● PROBLEM TO WORK ON: Identify every line in the rows below that contains the string "backrest", and copy each such line. Matching is case-sensitive.

--- BEGIN RECORDS FOR THE TASK ---

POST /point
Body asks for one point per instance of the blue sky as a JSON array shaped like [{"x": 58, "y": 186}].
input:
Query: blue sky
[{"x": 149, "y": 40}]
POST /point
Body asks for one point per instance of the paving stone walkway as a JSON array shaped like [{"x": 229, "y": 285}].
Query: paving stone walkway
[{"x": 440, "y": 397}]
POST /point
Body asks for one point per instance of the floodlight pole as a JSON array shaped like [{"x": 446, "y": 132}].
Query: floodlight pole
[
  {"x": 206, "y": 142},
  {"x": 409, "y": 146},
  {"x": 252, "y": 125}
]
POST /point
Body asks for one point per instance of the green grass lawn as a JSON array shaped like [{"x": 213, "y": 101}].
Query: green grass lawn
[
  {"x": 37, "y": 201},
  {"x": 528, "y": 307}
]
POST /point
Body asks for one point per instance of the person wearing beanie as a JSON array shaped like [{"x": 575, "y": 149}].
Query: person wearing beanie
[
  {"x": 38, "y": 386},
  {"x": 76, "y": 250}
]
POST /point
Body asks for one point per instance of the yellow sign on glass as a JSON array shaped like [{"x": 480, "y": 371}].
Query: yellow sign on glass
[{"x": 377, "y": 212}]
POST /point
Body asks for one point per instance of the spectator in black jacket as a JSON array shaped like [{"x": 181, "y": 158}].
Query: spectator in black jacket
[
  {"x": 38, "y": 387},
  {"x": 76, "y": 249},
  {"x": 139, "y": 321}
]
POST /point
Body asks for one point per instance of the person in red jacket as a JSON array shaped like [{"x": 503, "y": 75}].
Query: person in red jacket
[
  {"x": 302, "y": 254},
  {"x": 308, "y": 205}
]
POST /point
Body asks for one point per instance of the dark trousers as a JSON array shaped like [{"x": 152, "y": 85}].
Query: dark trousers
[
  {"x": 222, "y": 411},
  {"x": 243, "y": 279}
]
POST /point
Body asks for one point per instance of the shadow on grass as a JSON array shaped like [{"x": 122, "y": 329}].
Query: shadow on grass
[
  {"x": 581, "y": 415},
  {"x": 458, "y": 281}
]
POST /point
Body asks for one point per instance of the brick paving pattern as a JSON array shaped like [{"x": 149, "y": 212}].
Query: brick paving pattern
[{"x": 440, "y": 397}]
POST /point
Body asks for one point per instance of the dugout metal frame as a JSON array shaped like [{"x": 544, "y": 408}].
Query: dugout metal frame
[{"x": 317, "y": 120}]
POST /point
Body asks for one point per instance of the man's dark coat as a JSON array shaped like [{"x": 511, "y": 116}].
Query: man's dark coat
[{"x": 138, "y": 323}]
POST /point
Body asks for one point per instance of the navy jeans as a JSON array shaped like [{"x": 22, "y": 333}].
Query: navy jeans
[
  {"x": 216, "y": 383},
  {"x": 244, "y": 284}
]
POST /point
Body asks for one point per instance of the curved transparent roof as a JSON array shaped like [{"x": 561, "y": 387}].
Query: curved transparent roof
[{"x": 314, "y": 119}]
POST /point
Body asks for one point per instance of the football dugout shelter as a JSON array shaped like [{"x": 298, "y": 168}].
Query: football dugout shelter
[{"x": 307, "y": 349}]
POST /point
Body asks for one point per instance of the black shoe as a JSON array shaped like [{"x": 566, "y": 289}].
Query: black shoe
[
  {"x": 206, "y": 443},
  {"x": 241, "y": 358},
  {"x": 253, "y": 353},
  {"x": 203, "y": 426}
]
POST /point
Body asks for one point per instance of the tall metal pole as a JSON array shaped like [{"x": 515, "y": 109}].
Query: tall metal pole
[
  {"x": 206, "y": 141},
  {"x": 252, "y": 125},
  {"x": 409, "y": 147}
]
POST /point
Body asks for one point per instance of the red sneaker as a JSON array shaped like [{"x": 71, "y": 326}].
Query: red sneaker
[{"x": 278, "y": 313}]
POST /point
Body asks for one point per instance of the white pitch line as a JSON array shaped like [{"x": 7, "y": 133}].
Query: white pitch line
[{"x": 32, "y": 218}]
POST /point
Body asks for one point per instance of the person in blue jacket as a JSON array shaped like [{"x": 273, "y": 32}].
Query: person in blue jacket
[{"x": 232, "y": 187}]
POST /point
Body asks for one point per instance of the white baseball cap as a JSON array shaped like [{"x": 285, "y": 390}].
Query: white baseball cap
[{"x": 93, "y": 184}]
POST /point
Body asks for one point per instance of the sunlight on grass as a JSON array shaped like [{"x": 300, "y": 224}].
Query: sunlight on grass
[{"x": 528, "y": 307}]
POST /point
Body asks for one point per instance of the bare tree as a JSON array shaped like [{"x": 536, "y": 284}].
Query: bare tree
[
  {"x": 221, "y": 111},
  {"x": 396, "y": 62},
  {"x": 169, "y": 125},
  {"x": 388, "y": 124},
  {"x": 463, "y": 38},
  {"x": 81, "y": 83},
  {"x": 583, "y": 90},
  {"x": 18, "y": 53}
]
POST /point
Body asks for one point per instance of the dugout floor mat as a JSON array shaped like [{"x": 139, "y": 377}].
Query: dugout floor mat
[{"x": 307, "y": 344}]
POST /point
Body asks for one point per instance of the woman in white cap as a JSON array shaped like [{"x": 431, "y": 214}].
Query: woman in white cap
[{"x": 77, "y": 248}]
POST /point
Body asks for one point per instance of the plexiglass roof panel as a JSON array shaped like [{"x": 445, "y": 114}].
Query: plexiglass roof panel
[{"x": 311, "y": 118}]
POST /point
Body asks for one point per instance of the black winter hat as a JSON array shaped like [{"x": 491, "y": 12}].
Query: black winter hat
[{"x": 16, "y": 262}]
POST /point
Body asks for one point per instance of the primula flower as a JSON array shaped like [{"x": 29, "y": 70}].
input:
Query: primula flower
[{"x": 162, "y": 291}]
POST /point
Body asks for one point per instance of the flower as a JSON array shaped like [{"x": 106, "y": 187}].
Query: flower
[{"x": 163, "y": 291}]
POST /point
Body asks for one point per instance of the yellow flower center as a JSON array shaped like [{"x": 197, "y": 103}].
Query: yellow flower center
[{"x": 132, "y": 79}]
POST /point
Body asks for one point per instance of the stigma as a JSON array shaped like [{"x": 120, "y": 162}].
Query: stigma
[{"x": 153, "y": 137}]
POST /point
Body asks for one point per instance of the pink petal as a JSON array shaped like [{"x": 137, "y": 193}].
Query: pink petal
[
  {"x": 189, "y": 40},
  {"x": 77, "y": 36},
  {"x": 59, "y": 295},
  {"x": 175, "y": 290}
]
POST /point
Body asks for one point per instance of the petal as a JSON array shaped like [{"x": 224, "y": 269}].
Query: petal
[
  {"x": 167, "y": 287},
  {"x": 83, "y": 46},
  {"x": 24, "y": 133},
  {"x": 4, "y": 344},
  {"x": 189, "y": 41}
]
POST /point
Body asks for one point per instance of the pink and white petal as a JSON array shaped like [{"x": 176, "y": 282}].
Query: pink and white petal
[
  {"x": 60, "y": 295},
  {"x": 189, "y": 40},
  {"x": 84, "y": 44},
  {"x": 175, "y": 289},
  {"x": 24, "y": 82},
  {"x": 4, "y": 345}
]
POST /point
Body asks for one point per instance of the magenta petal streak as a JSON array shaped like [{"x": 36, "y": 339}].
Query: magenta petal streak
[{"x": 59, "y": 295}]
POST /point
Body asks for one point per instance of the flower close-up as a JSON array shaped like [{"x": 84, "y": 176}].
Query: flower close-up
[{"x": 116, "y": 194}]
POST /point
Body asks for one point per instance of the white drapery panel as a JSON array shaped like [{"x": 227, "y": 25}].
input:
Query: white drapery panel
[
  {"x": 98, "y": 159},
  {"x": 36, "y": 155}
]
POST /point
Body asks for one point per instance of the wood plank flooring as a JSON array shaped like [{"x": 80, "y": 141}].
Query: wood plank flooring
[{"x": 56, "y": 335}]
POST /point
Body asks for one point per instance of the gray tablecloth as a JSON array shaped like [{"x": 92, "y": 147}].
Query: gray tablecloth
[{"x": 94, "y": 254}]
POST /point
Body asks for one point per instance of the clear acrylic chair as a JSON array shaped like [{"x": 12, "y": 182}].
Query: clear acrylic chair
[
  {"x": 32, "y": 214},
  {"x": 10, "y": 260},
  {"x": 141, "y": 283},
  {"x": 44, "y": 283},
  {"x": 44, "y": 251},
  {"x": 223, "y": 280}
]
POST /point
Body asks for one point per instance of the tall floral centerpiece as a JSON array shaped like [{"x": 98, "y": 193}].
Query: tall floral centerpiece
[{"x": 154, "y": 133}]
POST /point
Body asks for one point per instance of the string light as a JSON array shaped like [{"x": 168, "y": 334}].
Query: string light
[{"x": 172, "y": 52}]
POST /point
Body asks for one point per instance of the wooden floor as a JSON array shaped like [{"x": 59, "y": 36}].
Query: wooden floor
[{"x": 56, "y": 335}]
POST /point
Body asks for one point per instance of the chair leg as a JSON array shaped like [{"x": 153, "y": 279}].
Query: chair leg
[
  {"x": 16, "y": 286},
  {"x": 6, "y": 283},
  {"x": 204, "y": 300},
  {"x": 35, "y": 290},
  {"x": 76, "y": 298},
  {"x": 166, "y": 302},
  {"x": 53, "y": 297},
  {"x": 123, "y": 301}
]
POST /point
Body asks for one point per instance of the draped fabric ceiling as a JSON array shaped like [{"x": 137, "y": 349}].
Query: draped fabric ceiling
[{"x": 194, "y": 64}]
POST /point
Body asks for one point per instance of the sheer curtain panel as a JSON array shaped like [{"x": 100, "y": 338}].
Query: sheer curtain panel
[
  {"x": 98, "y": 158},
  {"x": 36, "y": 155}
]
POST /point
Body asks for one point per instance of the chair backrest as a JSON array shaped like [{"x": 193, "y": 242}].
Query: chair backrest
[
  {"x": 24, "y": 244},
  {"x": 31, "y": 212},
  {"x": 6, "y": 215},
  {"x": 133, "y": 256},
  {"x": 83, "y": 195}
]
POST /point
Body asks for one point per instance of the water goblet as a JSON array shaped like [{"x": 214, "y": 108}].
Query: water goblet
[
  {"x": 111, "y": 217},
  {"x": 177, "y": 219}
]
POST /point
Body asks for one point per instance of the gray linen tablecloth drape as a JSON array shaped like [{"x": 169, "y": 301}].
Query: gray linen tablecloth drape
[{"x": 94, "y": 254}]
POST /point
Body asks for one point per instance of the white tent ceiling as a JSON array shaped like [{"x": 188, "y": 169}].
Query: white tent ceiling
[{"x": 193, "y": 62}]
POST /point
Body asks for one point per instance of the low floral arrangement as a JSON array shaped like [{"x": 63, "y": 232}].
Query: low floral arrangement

--- END RECORDS FOR THE TASK ---

● OUTPUT BELOW:
Body asks for one point per instance of the chair backrest as a JSON array shaped like [{"x": 193, "y": 242}].
Query: chair backrest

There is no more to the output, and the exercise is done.